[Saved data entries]

--

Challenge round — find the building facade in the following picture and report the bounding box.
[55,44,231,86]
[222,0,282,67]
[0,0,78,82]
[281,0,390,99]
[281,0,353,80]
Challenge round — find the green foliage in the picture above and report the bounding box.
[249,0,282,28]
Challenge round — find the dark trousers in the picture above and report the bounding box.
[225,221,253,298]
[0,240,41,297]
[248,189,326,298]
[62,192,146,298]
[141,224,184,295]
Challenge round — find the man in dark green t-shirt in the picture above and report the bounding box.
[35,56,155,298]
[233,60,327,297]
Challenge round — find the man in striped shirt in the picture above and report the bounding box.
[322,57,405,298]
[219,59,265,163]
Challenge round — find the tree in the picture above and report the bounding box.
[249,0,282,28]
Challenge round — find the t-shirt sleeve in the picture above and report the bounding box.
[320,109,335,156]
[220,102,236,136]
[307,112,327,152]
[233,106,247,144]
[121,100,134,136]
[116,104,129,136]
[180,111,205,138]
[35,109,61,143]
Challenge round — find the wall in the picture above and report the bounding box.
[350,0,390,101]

--

_Exercise objective_:
Your response should be an exact copy of all the records.

_Task answer_:
Challenge round — find the building facade in the following picture and report the bounding box.
[55,44,231,86]
[222,0,282,67]
[0,0,78,82]
[281,0,390,99]
[281,0,353,80]
Challenge round — find the green foliage in the picture above and report the bounding box.
[249,0,282,28]
Challenge round — find the dark trousers in the picture above and report the bounding box.
[225,221,253,298]
[0,240,41,297]
[248,189,326,298]
[62,192,146,298]
[141,224,184,295]
Challenge round — find the man in dark green t-shirt in the picture above and report the bounding box.
[35,56,155,298]
[233,60,327,297]
Challenge round — find the man in striped shirt in the picture above and report the bounding box.
[322,57,405,298]
[219,59,265,163]
Challenge round — find the tree in the picture above and report the bounding box.
[249,0,282,28]
Challenge round — find the t-shirt sleeve in the picture above and report the bounding box.
[320,109,335,156]
[220,102,236,136]
[307,112,327,152]
[233,106,247,144]
[121,100,134,136]
[116,104,129,136]
[180,111,205,138]
[35,109,61,143]
Challenge round — find the wall in the picture above and report the bounding box.
[350,0,390,101]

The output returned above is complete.